• PROBLEM TO WORK ON: Could you repeat every record below exactly, leaving out the pictures?

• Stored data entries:
--- START ---

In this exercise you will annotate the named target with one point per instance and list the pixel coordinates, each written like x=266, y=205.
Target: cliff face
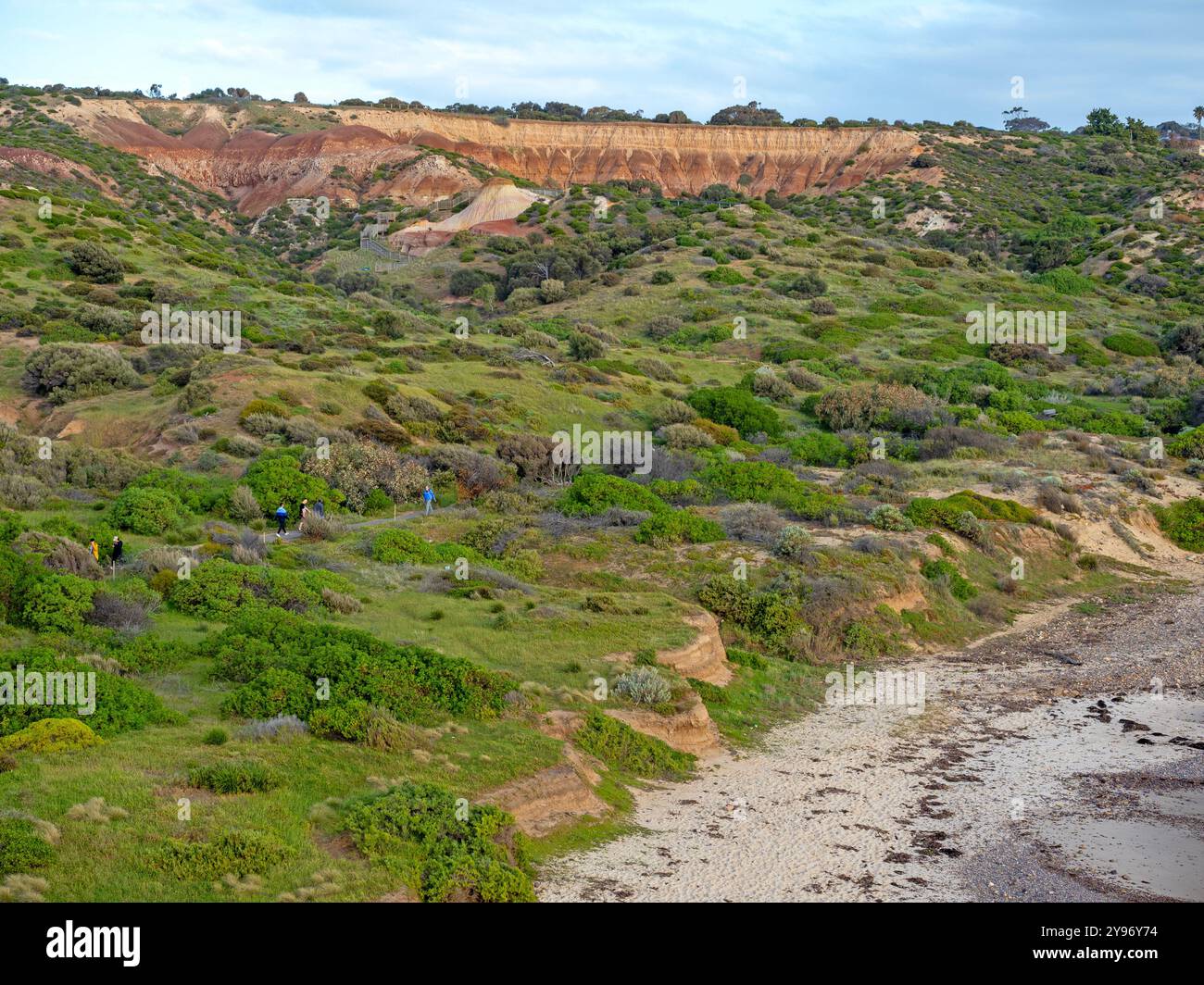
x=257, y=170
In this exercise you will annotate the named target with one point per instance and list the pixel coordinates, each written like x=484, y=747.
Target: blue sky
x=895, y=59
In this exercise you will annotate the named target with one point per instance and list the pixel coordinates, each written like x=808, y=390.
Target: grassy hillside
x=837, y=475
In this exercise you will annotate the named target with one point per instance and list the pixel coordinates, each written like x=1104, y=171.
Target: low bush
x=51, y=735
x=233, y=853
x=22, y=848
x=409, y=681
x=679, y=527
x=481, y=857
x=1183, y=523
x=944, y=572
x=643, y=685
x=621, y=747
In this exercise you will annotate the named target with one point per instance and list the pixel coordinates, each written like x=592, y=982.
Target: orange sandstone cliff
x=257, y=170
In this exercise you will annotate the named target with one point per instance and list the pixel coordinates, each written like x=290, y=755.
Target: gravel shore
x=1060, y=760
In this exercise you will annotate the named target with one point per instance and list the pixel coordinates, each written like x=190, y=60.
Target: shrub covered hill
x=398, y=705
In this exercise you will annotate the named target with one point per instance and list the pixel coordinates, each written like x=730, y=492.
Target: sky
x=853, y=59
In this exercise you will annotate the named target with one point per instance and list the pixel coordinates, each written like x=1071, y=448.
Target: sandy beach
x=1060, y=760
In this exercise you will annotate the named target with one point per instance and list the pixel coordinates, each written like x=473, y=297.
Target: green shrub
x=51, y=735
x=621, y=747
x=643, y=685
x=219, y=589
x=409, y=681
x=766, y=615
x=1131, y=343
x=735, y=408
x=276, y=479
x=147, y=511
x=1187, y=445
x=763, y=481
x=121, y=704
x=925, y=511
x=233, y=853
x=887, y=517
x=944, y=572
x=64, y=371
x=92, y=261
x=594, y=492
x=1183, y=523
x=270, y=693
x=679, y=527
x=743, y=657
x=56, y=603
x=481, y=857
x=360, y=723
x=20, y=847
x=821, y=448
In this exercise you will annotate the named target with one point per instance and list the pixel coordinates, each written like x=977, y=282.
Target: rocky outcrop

--- END ---

• FINISHED TASK:
In this exercise you will annotate the named target with one point per instance and list the pixel coordinates, each written like x=266, y=205.
Target: cliff face
x=257, y=170
In this exercise you will annotate the named target with one point per instance and list the pixel coordinates, each written like x=484, y=747.
Target: blue sky
x=895, y=59
In this exercise you will annotate the named target with one point per instance and list the pixel coordinates, each written like x=808, y=390.
Target: grassy hillside
x=837, y=475
In this exercise you will annotate the named target with one point per instance and list the pixel coordinates, each written like x=1104, y=171.
Target: low bush
x=51, y=735
x=233, y=853
x=22, y=848
x=409, y=681
x=679, y=527
x=481, y=857
x=1183, y=523
x=944, y=572
x=643, y=685
x=621, y=747
In this exercise you will annotate the named target with one point per instance and list the pixel coordinates, each written like x=592, y=982.
Target: orange sandstone cliff
x=257, y=170
In this exercise you will annotate the named target with one point per instance and list the pixel coordinates, each written like x=290, y=755.
Target: gravel shore
x=1060, y=760
In this exercise you will annotate the named target with one point per instance and list the pixel coordinates, each written like x=190, y=60.
Target: shrub covered hill
x=398, y=705
In this exercise you will annotate the named target with one point per instance and list the pixel coordinates, each written like x=730, y=492.
Target: sky
x=853, y=59
In this exercise you will annotate the named target with one point per instance and list the pixel coordinates, each written like x=1071, y=448.
Target: sandy beach
x=1060, y=760
In this exercise you will annotate the named target with one point per instance and list the pixel coordinates, each written like x=473, y=297.
Target: green shrub
x=51, y=735
x=621, y=747
x=643, y=685
x=219, y=589
x=409, y=681
x=766, y=615
x=1131, y=343
x=735, y=408
x=276, y=479
x=147, y=511
x=1187, y=445
x=763, y=481
x=121, y=704
x=925, y=511
x=233, y=853
x=887, y=517
x=944, y=572
x=64, y=371
x=92, y=261
x=594, y=492
x=1183, y=523
x=270, y=693
x=679, y=527
x=743, y=657
x=56, y=603
x=481, y=857
x=360, y=723
x=20, y=847
x=821, y=448
In this exercise you will annotate the named target with one point per instance and list the pixel coordinates, each written like x=977, y=282.
Target: rocky outcrop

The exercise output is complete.